Pois bem: tudo isso para dizer que quem for ouvir o novo e imprescindível disco de Elba Ramalho, O Ouro do Pó da Estrada, e resolver começar como eu, pelo final, vai encontrar O Fole Roncou lá nos estertores do álbum e não vai ter dúvidas de que se trata de uma iguaria. Com guitarra, baixo e cavaco (todos tocados por Yuri Queiroga), a pedra preciosa descoberta por Gonzagão no pó da estrada revitaliza tudo que é selvagem no espírito desterrado da viagem: o ritmo, o contágio, a fúria da convocação libertária.
O Zé Buraco, Pé-de-Foice, Chico Manco
Peba Macho, Bode Branco:
Todo mundo foi brincar
Esse apelidos todos da música de Nelson Valença me lembram alguns que meu primo Fred me contou de Campina Grande, como Horácio Espinhaço de Pão Doce e Cu de Pombo. Elba Ramalho nos faz ver, em 2019, que ainda é possível fazer um disco com grande orgulho, grande senso de unidade, de exame do espírito.

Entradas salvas
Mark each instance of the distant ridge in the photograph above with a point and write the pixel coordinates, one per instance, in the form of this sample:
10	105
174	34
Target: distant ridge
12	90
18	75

◆ A FAZER
a – Copie do texto sobre o disco de Elba Ramalho o trecho de "O Zé Buraco, Pé-de-Foice, Chico" a "exame do espírito.".
b – Segundo o texto sobre o disco de Elba Ramalho, quem toca a guitarra, o baixo e o cavaco em O Fole Roncou?

◆ RESULTADOS DO EXERCÍCIO
a –
O Zé Buraco, Pé-de-Foice, Chico Manco
Peba Macho, Bode Branco:
Todo mundo foi brincar
Esse apelidos todos da música de Nelson Valença me lembram alguns que meu primo Fred me contou de Campina Grande, como Horácio Espinhaço de Pão Doce e Cu de Pombo. Elba Ramalho nos faz ver, em 2019, que ainda é possível fazer um disco com grande orgulho, grande senso de unidade, de exame do espírito.

b – Yuri Queiroga.